■ Written exercise ■
Please copy out, word for word, everything from the line containing "Q: Provide one point on every instance of the mountain" down through the end of the entries below, including both ends.

-- Start Data lines --

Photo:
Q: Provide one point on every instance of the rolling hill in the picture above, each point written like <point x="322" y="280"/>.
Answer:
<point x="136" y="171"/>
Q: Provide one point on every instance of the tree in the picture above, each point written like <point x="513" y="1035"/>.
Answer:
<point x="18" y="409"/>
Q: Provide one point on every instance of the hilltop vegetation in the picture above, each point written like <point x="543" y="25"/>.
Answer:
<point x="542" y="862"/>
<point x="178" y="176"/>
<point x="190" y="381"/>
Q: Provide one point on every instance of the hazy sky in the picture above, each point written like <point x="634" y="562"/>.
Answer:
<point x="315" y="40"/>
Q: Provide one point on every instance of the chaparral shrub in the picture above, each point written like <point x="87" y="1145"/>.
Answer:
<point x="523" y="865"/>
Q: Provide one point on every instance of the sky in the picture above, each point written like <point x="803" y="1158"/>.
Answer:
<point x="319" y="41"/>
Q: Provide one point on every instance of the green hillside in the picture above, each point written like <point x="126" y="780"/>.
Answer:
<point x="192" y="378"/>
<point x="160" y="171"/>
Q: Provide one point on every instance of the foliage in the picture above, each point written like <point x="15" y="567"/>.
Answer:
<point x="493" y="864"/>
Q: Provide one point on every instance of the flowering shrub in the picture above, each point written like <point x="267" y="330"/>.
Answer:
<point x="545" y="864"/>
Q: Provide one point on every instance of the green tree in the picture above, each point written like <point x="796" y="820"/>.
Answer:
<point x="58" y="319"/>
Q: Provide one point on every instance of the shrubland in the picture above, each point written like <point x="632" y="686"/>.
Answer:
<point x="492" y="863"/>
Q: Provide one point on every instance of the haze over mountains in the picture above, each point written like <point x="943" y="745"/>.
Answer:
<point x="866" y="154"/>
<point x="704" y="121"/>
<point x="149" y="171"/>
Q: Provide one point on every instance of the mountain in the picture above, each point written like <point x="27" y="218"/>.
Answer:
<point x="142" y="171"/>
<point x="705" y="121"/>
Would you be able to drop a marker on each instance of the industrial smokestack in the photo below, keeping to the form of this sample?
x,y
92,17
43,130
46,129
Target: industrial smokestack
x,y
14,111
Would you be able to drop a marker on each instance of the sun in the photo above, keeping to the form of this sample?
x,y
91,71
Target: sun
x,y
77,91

-- End Data lines --

■ Answer to the exercise ■
Q: Provide one point on every instance of the mountain in the picture above, each point written like <point x="27" y="218"/>.
Answer:
<point x="142" y="171"/>
<point x="705" y="121"/>
Would you be able to drop a marker on each instance of the industrial smokestack in the photo below, keeping to the form of this sample?
x,y
92,17
43,130
46,129
Target: industrial smokestack
x,y
14,111
Would you be able to drop a marker on each instance of the sun in the photo above, keeping to the form of this sample?
x,y
91,71
Target: sun
x,y
77,91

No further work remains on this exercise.